[TEXT]

It is possible for a BAM to have multiple types of mate unmapped records. These records are distinct from mate missing records, where the mate is altogether absent from the BAM. Of the three types of mate unmapped records listed below, we describe only the first two in this dictionary entry.
A mapped read's unmapped mate is marked in their SAM record in an unexpected manner that allow the pair to sort together. If you look at these unmapped reads, the alignment columns 3 and 4 indicate they align, in fact identically to the mapped mate. However, what is distinct is the asterisk
* in the CIGAR field (column 6) that indicates the record is unmapped. This allows us to (i) identify the unmapped read as having passed through the aligner, and (ii) keep the pairs together in file manipulations that use either coordinate or queryname sorted BAMs. For example, when a genomic interval of reads are taken to create a new BAM, the pair remain together. For file manipulations dependent on such sorting, we can deduce that these mate unmapped records are immune to becoming missing mates.
The second type of mate unmapped records apply to multimapping read sets processed through MergeBamAlignment such as in Tutorial#6483. Besides reassigning primary and secondary flags within multimapping sets according to a user specified strategy, MergeBamAlignment marks secondary records with the mate unmapped flag. Specifically, after BWA-MEM alignment, records in multimapping sets are all each mate-mapped. After going through MergeBamAlignment, the secondary records become mate-unmapped. The primary alignments remain mate-mapped. This effectively minimizes the association between secondary records from their previous mate.
GATK tools typically ignore secondary/supplementary records from consideration. However, tools will process the mapped read in a singly mapping pair. For example, MarkDuplicates skips secondary records from consideration but marks duplicate singly mapping reads.

[/TEXT]
[GIVEN INFORMATION]

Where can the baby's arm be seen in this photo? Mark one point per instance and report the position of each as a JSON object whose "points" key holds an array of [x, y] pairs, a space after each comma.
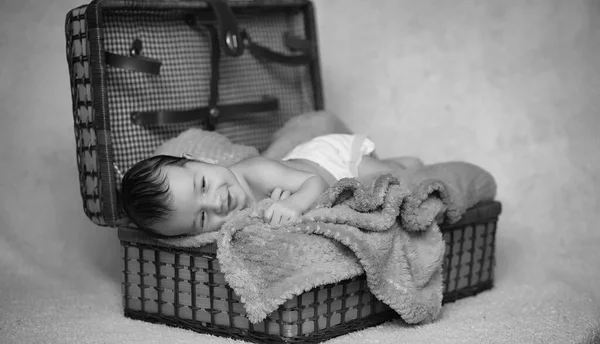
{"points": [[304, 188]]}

[/GIVEN INFORMATION]
[GIVEN INFORMATION]

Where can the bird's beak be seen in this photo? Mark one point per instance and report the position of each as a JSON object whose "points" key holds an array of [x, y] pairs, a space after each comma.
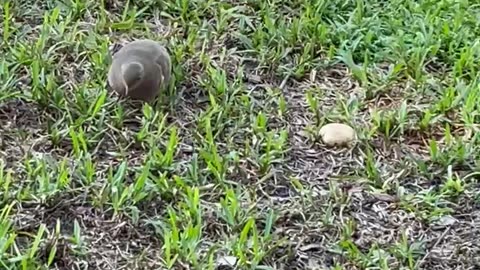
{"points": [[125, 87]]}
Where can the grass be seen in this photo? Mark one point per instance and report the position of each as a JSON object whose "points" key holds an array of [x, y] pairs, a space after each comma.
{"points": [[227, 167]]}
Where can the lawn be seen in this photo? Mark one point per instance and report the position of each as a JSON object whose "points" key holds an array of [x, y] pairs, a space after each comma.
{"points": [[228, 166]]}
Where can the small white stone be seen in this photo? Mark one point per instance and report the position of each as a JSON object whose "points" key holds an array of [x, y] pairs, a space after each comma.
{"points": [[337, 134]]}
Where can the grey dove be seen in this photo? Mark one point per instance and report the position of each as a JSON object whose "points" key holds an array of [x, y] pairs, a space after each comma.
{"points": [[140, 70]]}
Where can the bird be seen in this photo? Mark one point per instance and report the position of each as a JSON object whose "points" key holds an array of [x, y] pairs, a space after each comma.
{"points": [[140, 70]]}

[/GIVEN INFORMATION]

→ **PROBLEM STATEMENT**: Rewrite the text on mate unmapped records starting at "A mapped read's" and ending at "becoming missing mates.", with "star symbol" in place of "asterisk".

→ **EXERCISE RESULT**:
A mapped read's unmapped mate is marked in their SAM record in an unexpected manner that allow the pair to sort together. If you look at these unmapped reads, the alignment columns 3 and 4 indicate they align, in fact identically to the mapped mate. However, what is distinct is the star symbol
* in the CIGAR field (column 6) that indicates the record is unmapped. This allows us to (i) identify the unmapped read as having passed through the aligner, and (ii) keep the pairs together in file manipulations that use either coordinate or queryname sorted BAMs. For example, when a genomic interval of reads are taken to create a new BAM, the pair remain together. For file manipulations dependent on such sorting, we can deduce that these mate unmapped records are immune to becoming missing mates.